§ EXERCISE REQUIREMENTS
Please copy all of the data that follows exactly, leaving any pictures out.

───

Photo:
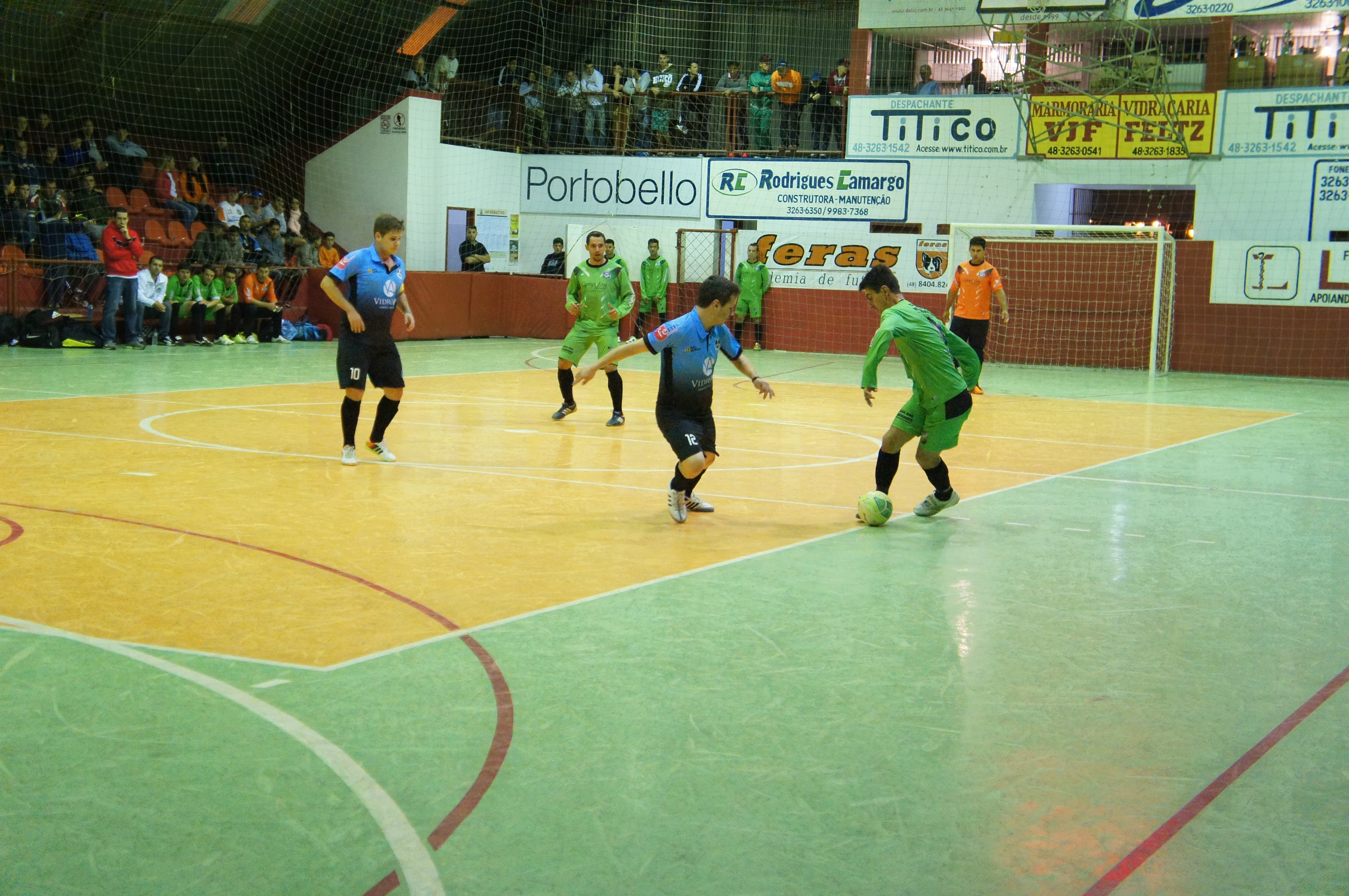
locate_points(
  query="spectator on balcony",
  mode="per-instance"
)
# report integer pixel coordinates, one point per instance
(694, 107)
(571, 106)
(787, 86)
(417, 77)
(663, 100)
(637, 84)
(473, 256)
(761, 106)
(974, 82)
(446, 71)
(121, 257)
(90, 207)
(260, 307)
(840, 86)
(125, 160)
(593, 89)
(734, 86)
(210, 246)
(169, 194)
(231, 210)
(622, 113)
(328, 254)
(555, 264)
(196, 188)
(926, 86)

───

§ RESULT OF THE TASK
Photo:
locate_points(
  query="spectator on balcony",
  mode="per-instance"
)
# report integer pixel coordinates, one point per instance
(694, 107)
(571, 106)
(787, 86)
(417, 77)
(663, 100)
(637, 84)
(473, 256)
(761, 106)
(974, 82)
(446, 71)
(121, 257)
(90, 207)
(260, 307)
(840, 86)
(125, 160)
(593, 89)
(734, 86)
(210, 246)
(169, 194)
(231, 210)
(622, 113)
(328, 254)
(555, 264)
(196, 188)
(926, 86)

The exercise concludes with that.